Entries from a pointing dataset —
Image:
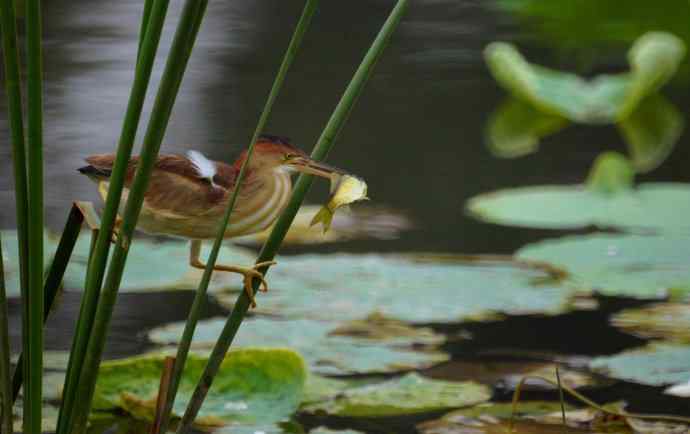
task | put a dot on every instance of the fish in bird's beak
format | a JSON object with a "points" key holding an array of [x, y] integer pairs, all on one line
{"points": [[312, 167]]}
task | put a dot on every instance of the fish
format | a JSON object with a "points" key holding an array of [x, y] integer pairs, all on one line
{"points": [[345, 189]]}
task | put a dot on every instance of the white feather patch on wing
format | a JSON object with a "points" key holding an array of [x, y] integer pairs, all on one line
{"points": [[204, 167]]}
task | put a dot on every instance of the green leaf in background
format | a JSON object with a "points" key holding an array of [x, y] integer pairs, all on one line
{"points": [[657, 364], [409, 394], [668, 321], [611, 173], [338, 287], [622, 265], [515, 128], [657, 207], [253, 385], [325, 354], [152, 266], [651, 132], [653, 58]]}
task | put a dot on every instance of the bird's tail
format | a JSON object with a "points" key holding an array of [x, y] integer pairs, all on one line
{"points": [[95, 173]]}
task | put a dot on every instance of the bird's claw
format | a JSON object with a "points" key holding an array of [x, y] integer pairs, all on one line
{"points": [[253, 273]]}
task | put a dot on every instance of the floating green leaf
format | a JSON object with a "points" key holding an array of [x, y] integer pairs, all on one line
{"points": [[323, 430], [253, 385], [625, 265], [409, 394], [152, 265], [362, 222], [669, 321], [351, 286], [324, 353], [649, 207], [654, 365], [653, 58]]}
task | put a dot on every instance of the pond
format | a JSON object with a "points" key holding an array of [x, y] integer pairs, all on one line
{"points": [[419, 135]]}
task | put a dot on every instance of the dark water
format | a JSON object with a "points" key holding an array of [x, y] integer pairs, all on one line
{"points": [[416, 134]]}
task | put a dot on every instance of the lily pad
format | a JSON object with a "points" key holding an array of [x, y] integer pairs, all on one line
{"points": [[360, 223], [253, 385], [409, 394], [668, 321], [657, 364], [654, 59], [323, 430], [150, 265], [415, 288], [648, 207], [325, 354], [626, 265]]}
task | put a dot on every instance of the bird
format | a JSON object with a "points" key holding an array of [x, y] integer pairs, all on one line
{"points": [[188, 194]]}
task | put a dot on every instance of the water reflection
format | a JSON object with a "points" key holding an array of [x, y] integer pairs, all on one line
{"points": [[416, 135]]}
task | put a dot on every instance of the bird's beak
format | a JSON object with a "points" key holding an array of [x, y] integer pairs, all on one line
{"points": [[312, 167]]}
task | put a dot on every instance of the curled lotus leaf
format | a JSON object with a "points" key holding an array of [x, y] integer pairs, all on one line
{"points": [[608, 98]]}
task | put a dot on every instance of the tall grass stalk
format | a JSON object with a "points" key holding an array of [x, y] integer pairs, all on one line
{"points": [[99, 258], [200, 297], [33, 393], [8, 29], [53, 281], [303, 184], [183, 42], [6, 400]]}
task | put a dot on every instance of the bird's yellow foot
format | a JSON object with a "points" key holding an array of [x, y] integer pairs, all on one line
{"points": [[116, 230], [249, 275]]}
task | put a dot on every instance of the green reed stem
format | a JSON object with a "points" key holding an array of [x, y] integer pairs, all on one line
{"points": [[34, 364], [8, 29], [97, 261], [200, 298], [145, 17], [10, 52], [6, 400], [53, 281], [185, 36], [281, 227]]}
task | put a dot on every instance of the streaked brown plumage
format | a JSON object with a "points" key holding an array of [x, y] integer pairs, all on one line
{"points": [[187, 195]]}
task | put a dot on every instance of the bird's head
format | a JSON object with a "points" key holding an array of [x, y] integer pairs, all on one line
{"points": [[277, 153]]}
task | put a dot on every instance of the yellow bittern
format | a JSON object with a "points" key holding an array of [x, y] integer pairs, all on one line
{"points": [[187, 195]]}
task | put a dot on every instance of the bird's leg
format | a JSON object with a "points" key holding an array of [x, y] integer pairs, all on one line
{"points": [[116, 229], [249, 273]]}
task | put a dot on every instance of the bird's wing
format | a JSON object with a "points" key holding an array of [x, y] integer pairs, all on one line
{"points": [[180, 186]]}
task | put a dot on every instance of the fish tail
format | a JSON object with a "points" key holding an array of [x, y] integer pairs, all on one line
{"points": [[324, 216]]}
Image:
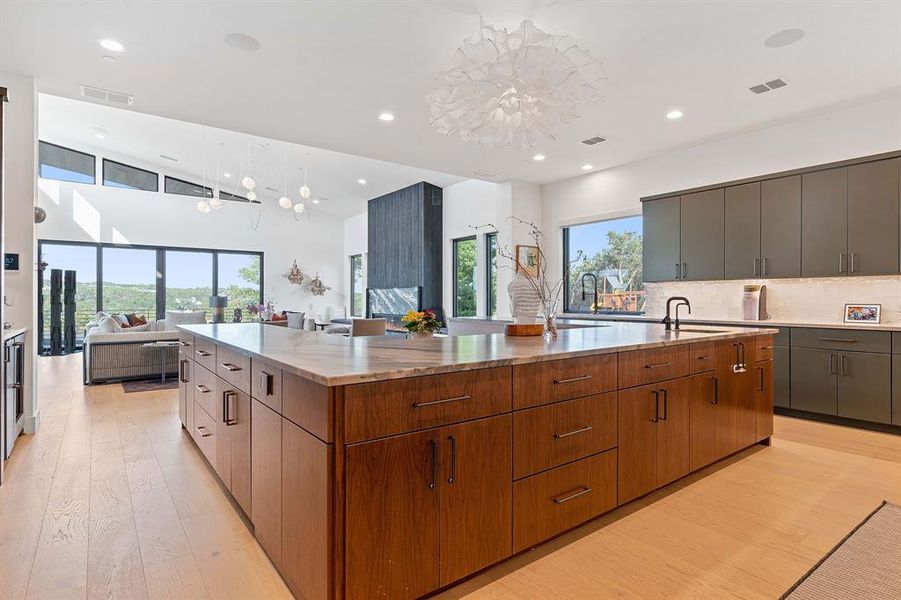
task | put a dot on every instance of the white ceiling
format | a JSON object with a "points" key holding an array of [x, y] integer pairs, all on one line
{"points": [[139, 139], [327, 69]]}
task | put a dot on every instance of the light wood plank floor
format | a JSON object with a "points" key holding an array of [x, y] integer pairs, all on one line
{"points": [[110, 499]]}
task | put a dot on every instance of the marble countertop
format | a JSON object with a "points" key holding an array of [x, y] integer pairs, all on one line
{"points": [[336, 360], [11, 333]]}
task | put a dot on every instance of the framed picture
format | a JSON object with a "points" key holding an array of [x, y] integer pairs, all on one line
{"points": [[863, 313], [528, 257]]}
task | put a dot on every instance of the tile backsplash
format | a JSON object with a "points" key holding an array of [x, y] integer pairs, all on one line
{"points": [[817, 300]]}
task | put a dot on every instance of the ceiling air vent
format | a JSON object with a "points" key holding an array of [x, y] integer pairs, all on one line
{"points": [[108, 96], [775, 84], [594, 140]]}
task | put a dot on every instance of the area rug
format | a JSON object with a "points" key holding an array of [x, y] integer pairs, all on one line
{"points": [[866, 564], [150, 385]]}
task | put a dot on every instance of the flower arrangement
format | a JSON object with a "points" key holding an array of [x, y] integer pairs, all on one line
{"points": [[423, 323]]}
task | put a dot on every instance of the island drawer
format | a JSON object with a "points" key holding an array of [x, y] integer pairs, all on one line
{"points": [[702, 357], [552, 381], [549, 436], [233, 367], [266, 384], [205, 433], [205, 353], [205, 391], [842, 339], [382, 408], [639, 367], [550, 503]]}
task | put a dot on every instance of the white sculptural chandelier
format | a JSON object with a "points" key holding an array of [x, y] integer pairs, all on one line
{"points": [[514, 88]]}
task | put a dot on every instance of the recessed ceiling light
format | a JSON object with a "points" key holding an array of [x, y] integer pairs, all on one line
{"points": [[239, 41], [111, 45], [786, 37]]}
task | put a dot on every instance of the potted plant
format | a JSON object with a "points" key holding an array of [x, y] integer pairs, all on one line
{"points": [[421, 323]]}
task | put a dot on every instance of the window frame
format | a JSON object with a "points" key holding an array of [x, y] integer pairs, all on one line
{"points": [[93, 158], [567, 308], [454, 243], [352, 290], [105, 160]]}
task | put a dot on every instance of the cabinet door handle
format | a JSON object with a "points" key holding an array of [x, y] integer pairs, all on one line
{"points": [[573, 379], [434, 445], [665, 404], [560, 436], [442, 401], [657, 365], [453, 475], [266, 383], [566, 498]]}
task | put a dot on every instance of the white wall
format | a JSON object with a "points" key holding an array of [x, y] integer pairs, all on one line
{"points": [[105, 214], [860, 130], [19, 149]]}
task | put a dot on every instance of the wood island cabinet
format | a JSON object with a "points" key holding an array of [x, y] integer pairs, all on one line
{"points": [[400, 487]]}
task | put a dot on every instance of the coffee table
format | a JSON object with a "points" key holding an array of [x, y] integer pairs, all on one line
{"points": [[163, 345]]}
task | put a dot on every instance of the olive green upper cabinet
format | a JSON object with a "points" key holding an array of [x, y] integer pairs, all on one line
{"points": [[743, 231], [873, 218], [824, 223], [780, 226], [660, 250], [702, 235]]}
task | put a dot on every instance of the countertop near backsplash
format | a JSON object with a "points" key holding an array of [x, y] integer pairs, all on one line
{"points": [[791, 302]]}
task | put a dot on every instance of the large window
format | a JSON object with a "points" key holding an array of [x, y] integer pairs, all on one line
{"points": [[491, 253], [465, 277], [602, 262], [238, 277], [65, 164], [189, 280], [147, 280], [128, 177], [129, 281], [356, 285]]}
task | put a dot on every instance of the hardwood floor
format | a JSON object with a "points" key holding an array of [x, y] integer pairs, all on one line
{"points": [[110, 499]]}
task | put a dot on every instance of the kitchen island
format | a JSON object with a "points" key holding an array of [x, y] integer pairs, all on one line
{"points": [[385, 467]]}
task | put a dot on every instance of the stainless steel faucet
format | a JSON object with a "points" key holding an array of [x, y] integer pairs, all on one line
{"points": [[667, 320]]}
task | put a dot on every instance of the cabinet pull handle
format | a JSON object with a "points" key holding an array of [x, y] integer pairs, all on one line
{"points": [[573, 379], [581, 492], [657, 365], [560, 436], [434, 446], [442, 401], [453, 476], [266, 383], [665, 404]]}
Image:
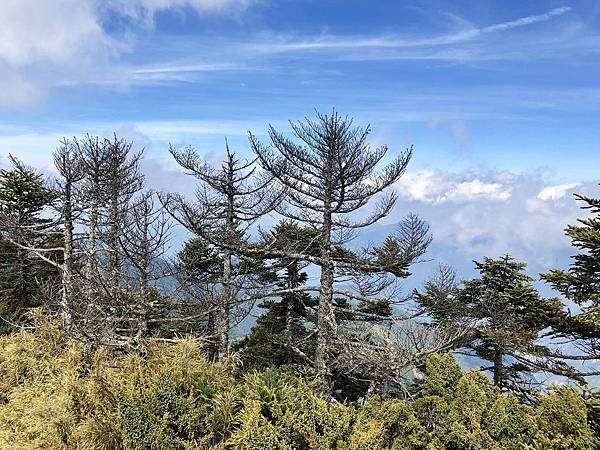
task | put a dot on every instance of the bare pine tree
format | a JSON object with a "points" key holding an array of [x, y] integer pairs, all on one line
{"points": [[329, 174], [229, 200], [144, 242], [68, 165]]}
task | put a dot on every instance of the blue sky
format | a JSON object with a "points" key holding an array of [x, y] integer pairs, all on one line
{"points": [[500, 98]]}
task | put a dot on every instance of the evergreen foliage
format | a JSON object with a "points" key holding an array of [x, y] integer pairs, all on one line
{"points": [[507, 314], [175, 398], [23, 197]]}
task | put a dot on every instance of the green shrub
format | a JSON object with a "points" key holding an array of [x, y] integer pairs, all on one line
{"points": [[174, 398]]}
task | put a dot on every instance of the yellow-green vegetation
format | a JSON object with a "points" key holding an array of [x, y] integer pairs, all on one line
{"points": [[172, 397]]}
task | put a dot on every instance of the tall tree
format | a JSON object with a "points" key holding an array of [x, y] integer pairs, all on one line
{"points": [[581, 283], [23, 198], [329, 174], [284, 333], [67, 188], [144, 239], [507, 314], [229, 200]]}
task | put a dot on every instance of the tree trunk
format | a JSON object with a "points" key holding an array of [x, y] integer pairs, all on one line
{"points": [[67, 269], [497, 367], [325, 319]]}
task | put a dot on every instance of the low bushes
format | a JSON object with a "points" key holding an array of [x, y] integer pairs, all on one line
{"points": [[174, 398]]}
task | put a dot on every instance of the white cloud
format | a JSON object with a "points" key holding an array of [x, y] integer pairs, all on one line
{"points": [[436, 187], [476, 214], [37, 38], [394, 42], [556, 192], [45, 42], [144, 11]]}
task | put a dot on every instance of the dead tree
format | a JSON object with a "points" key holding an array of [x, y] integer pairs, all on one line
{"points": [[68, 165], [329, 174], [229, 200], [144, 242], [123, 181]]}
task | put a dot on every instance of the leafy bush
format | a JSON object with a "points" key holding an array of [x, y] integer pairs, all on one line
{"points": [[174, 398]]}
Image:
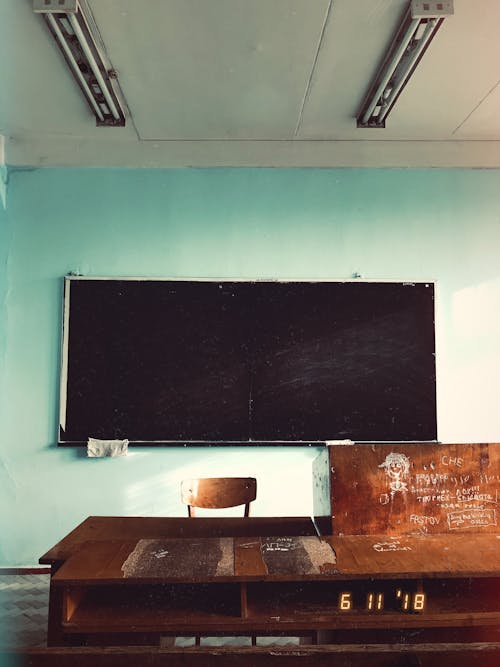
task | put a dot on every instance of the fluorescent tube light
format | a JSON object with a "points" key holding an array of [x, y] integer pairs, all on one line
{"points": [[69, 22], [420, 23]]}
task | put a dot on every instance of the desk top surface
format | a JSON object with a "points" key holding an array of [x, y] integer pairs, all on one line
{"points": [[280, 558]]}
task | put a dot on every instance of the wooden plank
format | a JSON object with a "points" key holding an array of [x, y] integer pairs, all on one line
{"points": [[353, 556], [402, 488], [102, 528], [424, 556]]}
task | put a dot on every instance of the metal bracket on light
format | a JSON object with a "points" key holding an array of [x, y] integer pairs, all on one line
{"points": [[73, 28], [420, 24]]}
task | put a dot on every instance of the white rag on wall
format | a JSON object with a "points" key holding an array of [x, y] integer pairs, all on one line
{"points": [[100, 448]]}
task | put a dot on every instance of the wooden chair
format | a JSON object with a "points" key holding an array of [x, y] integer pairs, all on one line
{"points": [[218, 493]]}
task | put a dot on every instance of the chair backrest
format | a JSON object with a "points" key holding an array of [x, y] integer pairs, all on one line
{"points": [[218, 492]]}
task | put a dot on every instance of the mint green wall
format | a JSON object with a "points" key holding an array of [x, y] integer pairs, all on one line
{"points": [[438, 225]]}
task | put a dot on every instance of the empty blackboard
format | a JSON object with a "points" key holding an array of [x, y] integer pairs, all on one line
{"points": [[203, 362]]}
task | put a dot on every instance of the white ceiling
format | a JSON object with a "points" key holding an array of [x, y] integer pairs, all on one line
{"points": [[253, 82]]}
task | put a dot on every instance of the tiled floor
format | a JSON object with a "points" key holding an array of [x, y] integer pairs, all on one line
{"points": [[24, 601]]}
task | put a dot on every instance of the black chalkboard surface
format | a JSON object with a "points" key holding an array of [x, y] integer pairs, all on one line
{"points": [[226, 362]]}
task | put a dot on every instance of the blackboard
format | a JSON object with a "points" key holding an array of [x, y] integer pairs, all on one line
{"points": [[203, 362]]}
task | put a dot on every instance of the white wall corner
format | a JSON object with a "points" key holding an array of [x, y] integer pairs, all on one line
{"points": [[3, 174]]}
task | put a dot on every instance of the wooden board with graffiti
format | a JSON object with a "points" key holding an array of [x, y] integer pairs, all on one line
{"points": [[405, 489]]}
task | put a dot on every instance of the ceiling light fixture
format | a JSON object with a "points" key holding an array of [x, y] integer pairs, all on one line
{"points": [[421, 22], [72, 26]]}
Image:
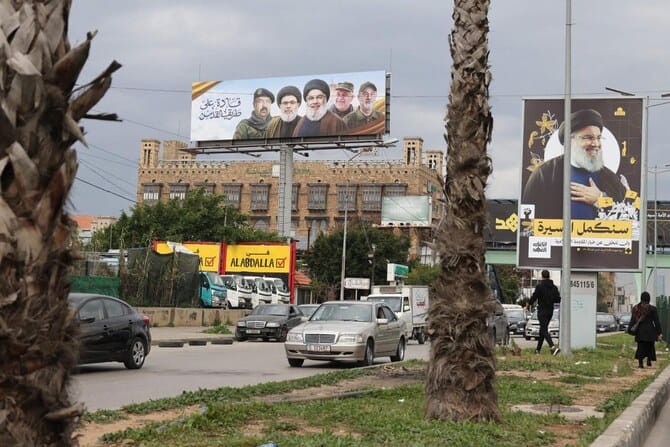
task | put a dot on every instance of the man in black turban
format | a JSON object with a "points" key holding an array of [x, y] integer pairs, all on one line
{"points": [[590, 178]]}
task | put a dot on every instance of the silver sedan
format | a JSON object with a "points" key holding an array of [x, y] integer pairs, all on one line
{"points": [[347, 331]]}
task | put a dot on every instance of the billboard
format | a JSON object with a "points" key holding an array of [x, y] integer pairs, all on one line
{"points": [[290, 108], [606, 176], [412, 211]]}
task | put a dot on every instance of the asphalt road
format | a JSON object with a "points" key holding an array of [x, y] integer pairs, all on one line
{"points": [[169, 371]]}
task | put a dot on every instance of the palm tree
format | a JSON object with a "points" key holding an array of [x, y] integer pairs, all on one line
{"points": [[38, 124], [461, 373]]}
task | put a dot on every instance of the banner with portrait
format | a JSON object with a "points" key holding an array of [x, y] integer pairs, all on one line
{"points": [[606, 145]]}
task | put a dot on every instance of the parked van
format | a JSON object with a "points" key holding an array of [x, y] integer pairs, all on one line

What the exercise asks —
Return precisely the lines of the records, starting with the line that holds "task | put a dot on every instance of the silver" and ending with the last one.

The result —
task | put a dot on every instance of the silver sedan
format | a JSON object with a "points" key holding an array of [x, y] integer pairs, all on one line
{"points": [[347, 331]]}
task | put a dot on every instance of the billboard
format | a JSON object with a "points" key holding an array of [x, y] integer pairs, all on one line
{"points": [[290, 108], [606, 176], [412, 211]]}
task | put a dot on every instance of the asphalt road
format | a JSON object with a "points" key holding an array of [x, y] integer pairs, all on one line
{"points": [[169, 371]]}
task | put a dot on every instance of the palm tree
format | a JSON object with a "points" key holding an array of [x, y] integer pairs, all on one line
{"points": [[38, 124], [461, 373]]}
task | put a dot on every instance of the banner with portrait
format | a JSON object with a "points" key holding an array of [x, y] integer pairs, all on one line
{"points": [[606, 145]]}
task | put a dot on every instance of the parked van
format | a JSON object with a "points" key holding an array of [x, y] integer pairs, all on one line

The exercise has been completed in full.